REQUEST: Reproduce the material below verbatim, leaving out the pictures.

Entries for bounding box labeling
----
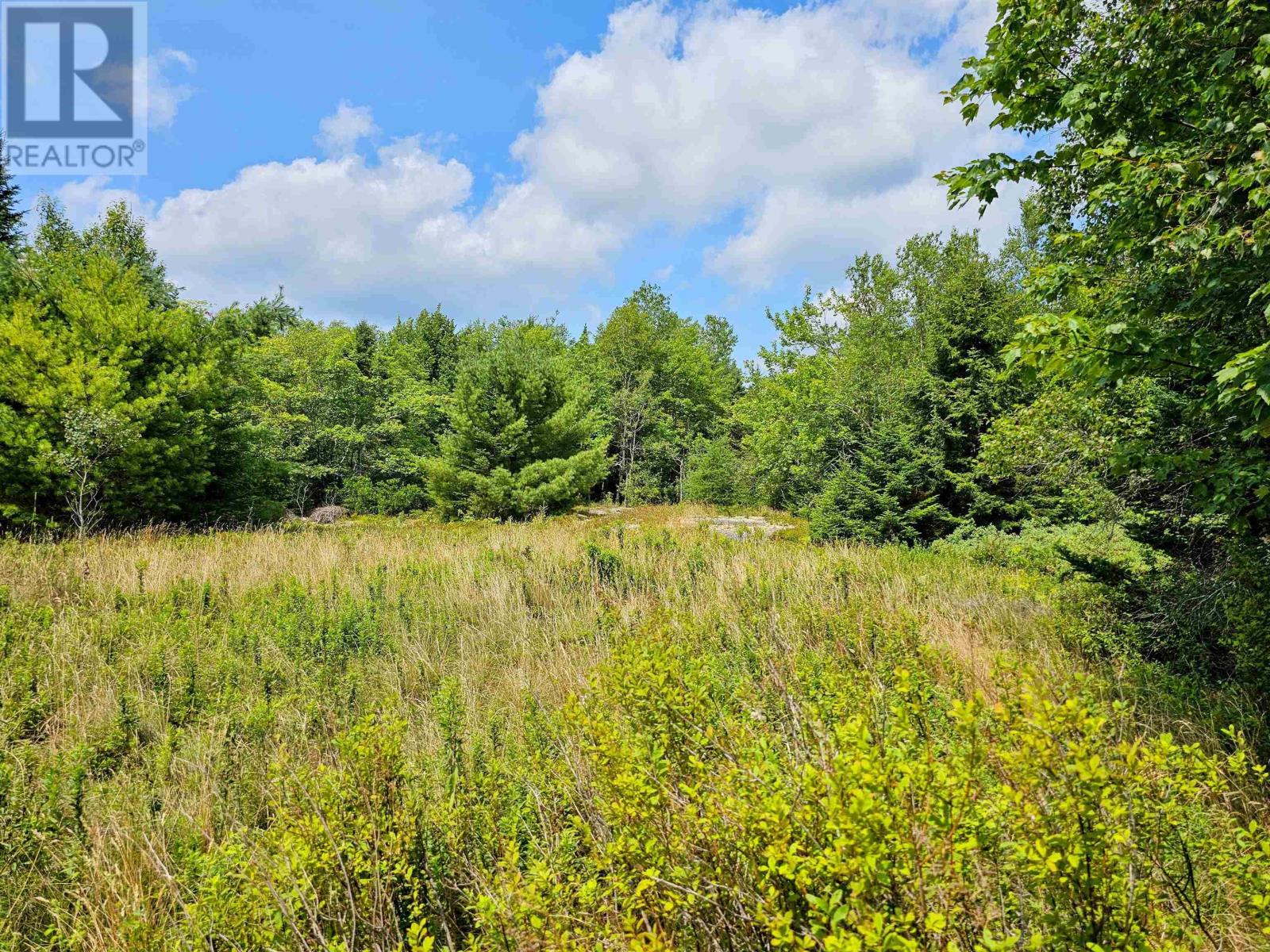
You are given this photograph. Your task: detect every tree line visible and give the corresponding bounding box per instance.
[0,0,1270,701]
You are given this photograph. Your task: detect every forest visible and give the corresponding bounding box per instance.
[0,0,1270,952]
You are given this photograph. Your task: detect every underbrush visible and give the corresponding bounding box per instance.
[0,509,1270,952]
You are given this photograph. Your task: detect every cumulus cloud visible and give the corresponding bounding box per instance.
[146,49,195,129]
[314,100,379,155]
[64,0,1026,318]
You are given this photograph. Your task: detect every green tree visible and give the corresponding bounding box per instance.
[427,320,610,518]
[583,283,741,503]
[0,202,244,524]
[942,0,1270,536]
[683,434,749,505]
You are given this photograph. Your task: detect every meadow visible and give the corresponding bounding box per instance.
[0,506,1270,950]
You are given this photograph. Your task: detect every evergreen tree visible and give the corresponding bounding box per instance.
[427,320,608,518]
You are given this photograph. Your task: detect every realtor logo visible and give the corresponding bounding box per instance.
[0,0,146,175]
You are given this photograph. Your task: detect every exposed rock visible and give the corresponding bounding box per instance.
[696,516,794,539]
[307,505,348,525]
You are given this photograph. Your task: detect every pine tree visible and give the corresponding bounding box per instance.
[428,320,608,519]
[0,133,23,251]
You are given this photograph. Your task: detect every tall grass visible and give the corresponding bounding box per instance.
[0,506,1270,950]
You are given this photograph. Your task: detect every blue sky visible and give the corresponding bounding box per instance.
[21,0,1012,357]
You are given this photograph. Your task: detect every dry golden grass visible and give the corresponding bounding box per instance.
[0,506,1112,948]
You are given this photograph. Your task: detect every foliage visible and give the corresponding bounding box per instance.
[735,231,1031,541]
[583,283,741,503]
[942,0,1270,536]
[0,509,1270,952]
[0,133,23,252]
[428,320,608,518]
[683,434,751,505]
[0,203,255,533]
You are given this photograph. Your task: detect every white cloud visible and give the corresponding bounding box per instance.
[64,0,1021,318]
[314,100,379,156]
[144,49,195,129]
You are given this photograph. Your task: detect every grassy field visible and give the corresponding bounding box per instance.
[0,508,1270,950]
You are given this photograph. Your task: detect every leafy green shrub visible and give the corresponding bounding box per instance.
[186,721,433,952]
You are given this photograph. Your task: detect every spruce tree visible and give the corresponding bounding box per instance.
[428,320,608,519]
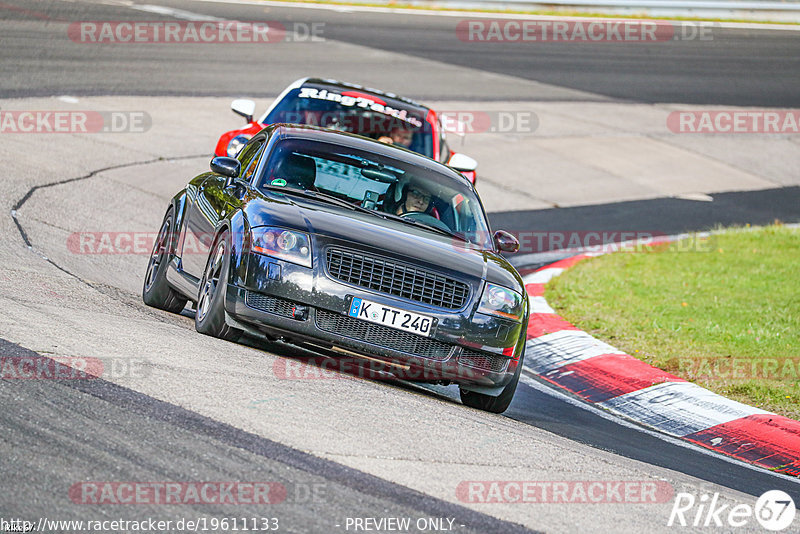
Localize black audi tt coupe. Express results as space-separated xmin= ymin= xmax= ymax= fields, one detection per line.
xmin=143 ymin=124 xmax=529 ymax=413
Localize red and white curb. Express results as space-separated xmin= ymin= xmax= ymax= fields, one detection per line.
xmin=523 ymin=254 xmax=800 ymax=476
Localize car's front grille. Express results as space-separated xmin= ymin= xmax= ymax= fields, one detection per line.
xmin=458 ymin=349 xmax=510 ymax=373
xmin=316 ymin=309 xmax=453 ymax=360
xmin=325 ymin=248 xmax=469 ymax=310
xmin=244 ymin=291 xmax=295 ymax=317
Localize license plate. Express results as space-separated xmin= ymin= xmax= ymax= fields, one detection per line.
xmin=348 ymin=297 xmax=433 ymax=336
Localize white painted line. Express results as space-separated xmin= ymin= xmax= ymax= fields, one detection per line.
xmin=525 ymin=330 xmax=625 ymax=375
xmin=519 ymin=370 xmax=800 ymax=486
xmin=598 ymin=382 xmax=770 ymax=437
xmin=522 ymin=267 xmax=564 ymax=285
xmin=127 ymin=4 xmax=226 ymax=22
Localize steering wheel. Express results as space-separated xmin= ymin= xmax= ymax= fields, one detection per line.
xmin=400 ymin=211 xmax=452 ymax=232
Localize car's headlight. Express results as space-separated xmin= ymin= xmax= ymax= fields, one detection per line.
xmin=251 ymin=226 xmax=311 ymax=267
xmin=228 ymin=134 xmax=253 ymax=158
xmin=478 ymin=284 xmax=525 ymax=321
----
RESPONSE BELOW:
You are given this photograph. Your task: detect every tree line visible and give the corresponding bounding box per instance.
[0,0,1270,701]
You are given this photograph. Your task: detect every forest visible and give the corresponding bounding box per instance.
[0,0,1270,952]
You are given this photograph. Your task: detect every underbrush visible and give the corresponding bounding box per instance.
[0,509,1270,952]
You are given this photograph. Your task: detect every cumulus cloud visible and give the corresponding bounding box per instance.
[146,49,195,129]
[314,100,379,155]
[64,0,1026,318]
You are given this photograph. Your task: detect every green tree visible and give the corresponding bounding box per instance.
[427,320,610,518]
[583,283,741,503]
[0,202,244,524]
[942,0,1270,536]
[683,434,749,505]
You are given this photograph. Your task: detect every meadow visible and give the corresponding bounding box per instance.
[0,506,1270,950]
You are given this photograph. Your task: detect every evergreen tree visible and give the corresponding bounding box per instance.
[427,320,608,518]
You are given this photograph. Your task: detect every realtor logo visible and give the corresponding bounding box per instance.
[0,0,146,175]
You are given this photograph. Your task: detect every exposed rock visible and give the corresponding bounding box per instance.
[696,516,794,539]
[307,505,348,525]
You are given this photograph. Your task: detect every pine tree visible and give the corresponding bounding box per instance.
[428,320,608,519]
[0,133,23,251]
You are given this photograph. Your task: detect every tall grass visible and give the corresponding bounding box per instance.
[0,506,1270,950]
You are given this photograph. Your task: detect every blue sky visible and give the corresponding bounding box per instance.
[21,0,1012,357]
You are given this photograph. Your task: detect every dry golden grass visible and give the corresponding bounding box per instance.
[0,506,1112,948]
You are given this photograph. Your task: detect every foliage visible and give the corresponding bounding box per instance.
[735,231,1031,541]
[583,283,741,503]
[942,0,1270,536]
[0,509,1270,952]
[0,133,23,252]
[428,320,608,518]
[683,434,751,505]
[0,203,255,533]
You are given this photograph. Your task: detect every white cloud visible and give the corresponding bounding box per instance.
[64,0,1021,318]
[314,100,379,156]
[144,49,195,129]
You are given this photograph. Your task: detect every grassy field visible and give the corresponding bounding box per instance.
[0,508,1270,950]
You are given this photograph. Your task: detect every leafy green shrub visible and give the corresponding bounding box per instance.
[186,721,433,952]
You are given this photograph. Your task: detect every spruce tree visible and give the corresponding bounding box per instance.
[428,320,608,519]
Localize black audi tt coupe. Express results as space-separated xmin= ymin= xmax= ymax= fields, one detection per line.
xmin=143 ymin=124 xmax=529 ymax=413
Localize red and white curb. Express results as space-separated xmin= ymin= xmax= ymax= fields, one detection per line.
xmin=523 ymin=254 xmax=800 ymax=476
Localize car's front grille. Express results as space-separated xmin= ymin= xmax= ymax= fields, one detection per line.
xmin=458 ymin=349 xmax=510 ymax=373
xmin=316 ymin=309 xmax=453 ymax=360
xmin=325 ymin=248 xmax=469 ymax=310
xmin=244 ymin=291 xmax=295 ymax=317
Localize license plate. Express results as space-separated xmin= ymin= xmax= ymax= fields, one detection per line.
xmin=348 ymin=297 xmax=433 ymax=336
Localize white painted line. Express results as space-separated xmin= ymin= xmax= ymax= fields, one detection per line.
xmin=525 ymin=330 xmax=625 ymax=375
xmin=519 ymin=370 xmax=800 ymax=486
xmin=598 ymin=382 xmax=770 ymax=437
xmin=522 ymin=267 xmax=564 ymax=285
xmin=127 ymin=4 xmax=226 ymax=22
Localize steering wheel. Express results as space-separated xmin= ymin= xmax= ymax= fields, one detection per line.
xmin=400 ymin=211 xmax=452 ymax=232
Localize car's headlight. Express results as space-separated xmin= ymin= xmax= ymax= fields, one detection per line.
xmin=251 ymin=226 xmax=311 ymax=267
xmin=228 ymin=134 xmax=253 ymax=158
xmin=478 ymin=284 xmax=525 ymax=321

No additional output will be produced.